▶ [What the task asks] Rewrite the records with "person's hand" substituted for each occurrence of "man's hand", keeping everything else the same. Leave the pictures out of your answer.

Data listing:

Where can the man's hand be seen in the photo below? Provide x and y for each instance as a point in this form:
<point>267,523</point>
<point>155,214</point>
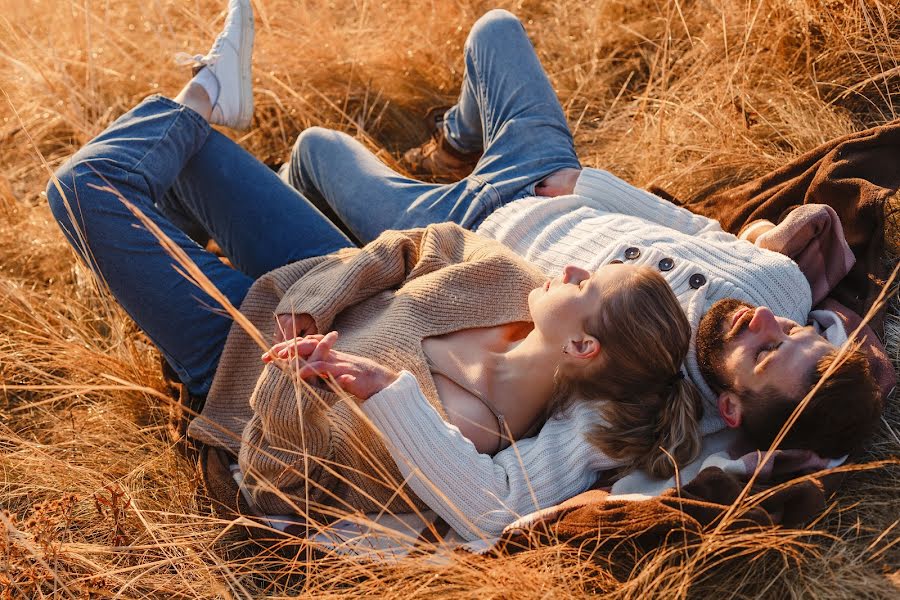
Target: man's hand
<point>354,374</point>
<point>292,326</point>
<point>561,183</point>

▶ [Reply to the task]
Where can the person's hand be seen in the photo below? Provide x and y for each instance as a point in this form:
<point>267,523</point>
<point>155,214</point>
Target: person's hand
<point>354,374</point>
<point>292,326</point>
<point>561,183</point>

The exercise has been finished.